### DESCRIPTION OF THE TASK:
Could you rescale the data below by writing out every line again, requests included, but with each answer coordinate multiplied by 1.2 and rounded to the nearest whole number, halves rounding up? Leave the coordinates in the requests and their format samples unchanged, cover all the data, and keep the pictures out of your answer.

__________

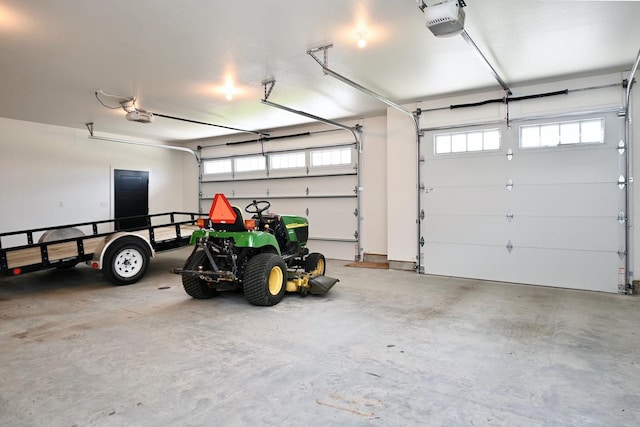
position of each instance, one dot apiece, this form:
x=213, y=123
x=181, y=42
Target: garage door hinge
x=510, y=185
x=621, y=182
x=621, y=147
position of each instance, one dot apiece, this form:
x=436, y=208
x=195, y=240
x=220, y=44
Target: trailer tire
x=265, y=279
x=194, y=286
x=126, y=261
x=315, y=264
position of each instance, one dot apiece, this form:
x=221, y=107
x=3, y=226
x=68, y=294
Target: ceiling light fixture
x=444, y=19
x=362, y=39
x=229, y=90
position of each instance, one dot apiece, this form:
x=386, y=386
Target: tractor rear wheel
x=194, y=286
x=315, y=264
x=265, y=279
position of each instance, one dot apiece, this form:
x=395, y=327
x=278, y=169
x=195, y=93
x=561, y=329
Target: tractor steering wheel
x=258, y=206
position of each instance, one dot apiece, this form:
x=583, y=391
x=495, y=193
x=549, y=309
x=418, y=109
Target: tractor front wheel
x=194, y=286
x=315, y=264
x=265, y=279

__________

### EXERCISE RESULT:
position of each instance, one dot apiece, this form:
x=213, y=123
x=181, y=42
Target: garage door hinge
x=612, y=222
x=745, y=218
x=745, y=176
position of each instance, one dot apiece, this form:
x=436, y=208
x=195, y=240
x=220, y=44
Target: trailer tire
x=318, y=335
x=233, y=343
x=151, y=313
x=378, y=317
position of each instance, one dot apiece, this form:
x=221, y=107
x=3, y=226
x=68, y=294
Target: ceiling light fixture
x=533, y=23
x=434, y=47
x=275, y=108
position of each instance, one dot apiece, this form:
x=386, y=386
Target: tractor rear wheel
x=233, y=343
x=378, y=317
x=318, y=335
position of each instance, one dot apiece, this form:
x=395, y=327
x=278, y=169
x=195, y=93
x=561, y=329
Target: tractor steering wheel
x=310, y=247
position of each instance, one dot apiece, this form:
x=583, y=391
x=495, y=193
x=549, y=309
x=418, y=109
Target: tractor front wheel
x=233, y=343
x=378, y=317
x=318, y=335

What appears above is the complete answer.